Data records
[Start of section]
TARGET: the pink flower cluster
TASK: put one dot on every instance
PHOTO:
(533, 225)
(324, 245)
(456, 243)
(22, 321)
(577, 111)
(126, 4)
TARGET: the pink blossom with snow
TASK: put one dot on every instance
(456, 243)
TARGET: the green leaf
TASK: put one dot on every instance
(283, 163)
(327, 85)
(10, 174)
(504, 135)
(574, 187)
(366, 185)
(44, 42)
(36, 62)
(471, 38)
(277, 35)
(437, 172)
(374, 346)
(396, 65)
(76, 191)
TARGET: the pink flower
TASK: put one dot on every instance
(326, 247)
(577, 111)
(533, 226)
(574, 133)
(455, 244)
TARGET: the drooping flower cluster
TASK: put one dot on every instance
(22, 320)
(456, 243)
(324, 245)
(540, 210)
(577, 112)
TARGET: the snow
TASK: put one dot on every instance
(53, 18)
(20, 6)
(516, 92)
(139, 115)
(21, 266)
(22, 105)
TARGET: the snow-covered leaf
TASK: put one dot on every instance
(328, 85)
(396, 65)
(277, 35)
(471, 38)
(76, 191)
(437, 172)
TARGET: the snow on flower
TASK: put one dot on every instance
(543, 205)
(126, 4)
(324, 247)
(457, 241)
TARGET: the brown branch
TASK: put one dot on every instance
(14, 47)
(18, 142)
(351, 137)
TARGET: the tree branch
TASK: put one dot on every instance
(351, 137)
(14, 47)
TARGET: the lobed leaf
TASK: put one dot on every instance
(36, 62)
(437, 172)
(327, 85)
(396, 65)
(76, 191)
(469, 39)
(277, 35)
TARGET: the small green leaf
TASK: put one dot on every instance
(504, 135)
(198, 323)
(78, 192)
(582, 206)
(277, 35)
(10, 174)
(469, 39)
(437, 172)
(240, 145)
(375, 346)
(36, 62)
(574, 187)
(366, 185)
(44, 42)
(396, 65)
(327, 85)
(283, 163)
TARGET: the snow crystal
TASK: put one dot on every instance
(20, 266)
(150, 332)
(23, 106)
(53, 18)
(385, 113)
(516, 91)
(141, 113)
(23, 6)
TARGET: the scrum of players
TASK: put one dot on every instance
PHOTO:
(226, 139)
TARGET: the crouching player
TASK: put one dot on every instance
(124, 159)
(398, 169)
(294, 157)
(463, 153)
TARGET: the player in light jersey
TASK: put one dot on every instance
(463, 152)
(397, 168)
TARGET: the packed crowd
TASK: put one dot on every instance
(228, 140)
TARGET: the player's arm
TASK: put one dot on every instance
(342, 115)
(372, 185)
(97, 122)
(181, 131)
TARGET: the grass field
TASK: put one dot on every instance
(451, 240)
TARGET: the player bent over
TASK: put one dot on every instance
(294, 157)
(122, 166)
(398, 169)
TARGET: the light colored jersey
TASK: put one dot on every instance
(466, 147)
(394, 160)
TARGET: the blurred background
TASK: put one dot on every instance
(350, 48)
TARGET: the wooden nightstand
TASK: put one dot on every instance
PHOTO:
[End of section]
Instructions to follow
An exact copy of all the entries above is what is needed.

Reply
TARGET: the pink flower cluster
TASK: put one dot on every instance
PHOTO:
(533, 225)
(324, 245)
(456, 243)
(22, 321)
(577, 111)
(126, 4)
TARGET: the pink blossom with snow
TASK: put one dot on every instance
(456, 243)
TARGET: the green leaf
TASK: put one dot on every instance
(283, 163)
(327, 85)
(10, 174)
(504, 135)
(574, 187)
(366, 185)
(44, 42)
(36, 62)
(471, 38)
(277, 35)
(437, 172)
(374, 346)
(396, 65)
(76, 191)
TARGET: the pink flower
TASK: put one dot on every instance
(326, 247)
(577, 111)
(533, 226)
(574, 133)
(455, 244)
TARGET: the drooping flower cluster
TASK: put one dot on every instance
(22, 320)
(456, 243)
(324, 245)
(540, 210)
(577, 112)
TARGET: the snow
TASK: put one dot on every instance
(53, 18)
(20, 6)
(516, 92)
(139, 115)
(21, 266)
(22, 105)
TARGET: the snow-covered leaf
TASK: put one dot on every instance
(328, 85)
(396, 65)
(277, 35)
(471, 38)
(76, 191)
(437, 172)
TARGET: the snow on flower
TASK: put one dot on every instance
(543, 205)
(126, 4)
(324, 247)
(457, 241)
TARGET: the brown branch
TASK: put one dot on every instance
(14, 47)
(18, 142)
(351, 137)
TARGET: the tree branch
TASK: put one dot on every instance
(351, 137)
(14, 47)
TARGET: the lobed leaf
TASK: put one dot on every instance
(36, 62)
(437, 172)
(327, 85)
(396, 65)
(76, 191)
(469, 39)
(277, 35)
TARGET: the small green leaf
TASK: put one dot on every instance
(504, 135)
(198, 323)
(78, 192)
(582, 206)
(277, 35)
(10, 174)
(469, 39)
(437, 172)
(240, 145)
(375, 346)
(36, 62)
(574, 187)
(366, 185)
(44, 42)
(396, 65)
(327, 85)
(283, 163)
TARGET: the snow crystal
TASK: put one dot on every instance
(20, 266)
(150, 332)
(23, 106)
(53, 18)
(385, 113)
(516, 91)
(141, 113)
(23, 6)
TARGET: the scrum of players
TASK: put one dot on every instance
PHOTO:
(226, 139)
TARGET: the crouching player
TASK: put one dot on every instance
(124, 159)
(398, 169)
(294, 157)
(463, 153)
TARGET: the player in light jersey
TASK: put one dot on every instance
(463, 152)
(397, 168)
TARGET: the packed crowd
TASK: put one dot on every instance
(228, 140)
TARGET: the player's arm
TASK: put one dot on every instance
(342, 115)
(372, 185)
(97, 122)
(181, 131)
TARGET: the grass field
TASK: put one dot on every instance
(451, 240)
TARGET: the player bent over
TASK: put one dot on every instance
(294, 157)
(122, 166)
(398, 169)
TARGET: the light colored jersey
TASK: put one dot on every instance
(466, 147)
(394, 160)
TARGET: the blurred background
TASK: put one dot on every instance
(350, 48)
TARGET: the wooden nightstand
TASK: put one dot on every instance
PHOTO:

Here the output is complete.